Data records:
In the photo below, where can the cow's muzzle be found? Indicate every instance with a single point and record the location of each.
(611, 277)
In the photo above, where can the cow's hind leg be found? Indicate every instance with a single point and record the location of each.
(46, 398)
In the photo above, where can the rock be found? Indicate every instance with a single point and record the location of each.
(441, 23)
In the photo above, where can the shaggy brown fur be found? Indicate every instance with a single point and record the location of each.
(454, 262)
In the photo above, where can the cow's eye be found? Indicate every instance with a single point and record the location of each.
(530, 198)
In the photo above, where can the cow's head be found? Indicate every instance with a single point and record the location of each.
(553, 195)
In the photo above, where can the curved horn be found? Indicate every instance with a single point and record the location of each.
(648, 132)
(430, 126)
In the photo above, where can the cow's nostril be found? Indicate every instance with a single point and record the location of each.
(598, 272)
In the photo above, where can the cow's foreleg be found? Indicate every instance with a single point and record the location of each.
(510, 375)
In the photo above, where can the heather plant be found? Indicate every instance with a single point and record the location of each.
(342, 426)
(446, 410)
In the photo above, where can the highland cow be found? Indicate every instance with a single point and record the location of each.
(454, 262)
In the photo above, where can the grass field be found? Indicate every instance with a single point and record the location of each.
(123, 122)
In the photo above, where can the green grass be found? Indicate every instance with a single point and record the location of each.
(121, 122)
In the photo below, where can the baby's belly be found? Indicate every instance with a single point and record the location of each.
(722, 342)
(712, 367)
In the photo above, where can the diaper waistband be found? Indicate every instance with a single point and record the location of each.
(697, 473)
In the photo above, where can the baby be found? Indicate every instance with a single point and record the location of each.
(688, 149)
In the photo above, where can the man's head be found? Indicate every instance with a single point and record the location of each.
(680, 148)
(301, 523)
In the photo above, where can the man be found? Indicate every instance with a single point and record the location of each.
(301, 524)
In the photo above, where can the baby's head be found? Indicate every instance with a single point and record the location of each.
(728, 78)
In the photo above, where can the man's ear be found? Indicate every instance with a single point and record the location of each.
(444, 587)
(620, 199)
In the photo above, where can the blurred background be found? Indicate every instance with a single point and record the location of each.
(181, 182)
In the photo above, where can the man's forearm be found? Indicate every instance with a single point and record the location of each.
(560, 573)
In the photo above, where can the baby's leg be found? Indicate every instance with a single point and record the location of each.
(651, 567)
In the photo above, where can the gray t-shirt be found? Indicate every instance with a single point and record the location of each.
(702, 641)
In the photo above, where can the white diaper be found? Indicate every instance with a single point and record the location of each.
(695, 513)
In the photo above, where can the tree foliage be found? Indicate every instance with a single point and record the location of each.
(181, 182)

*Exercise task*
Rewrite the data from the line containing "In the photo above, where can the white" through the end, keeping every line in place. Shift each coordinate in the answers by adding 134 to both of its numbers.

*Written response*
In the photo above, where can the white diaper be found? Indicate every instance with a single point and record the location of each.
(829, 647)
In the photo above, where can the tree foliage be found? Indicate every instance with a single point and record the location of each.
(315, 316)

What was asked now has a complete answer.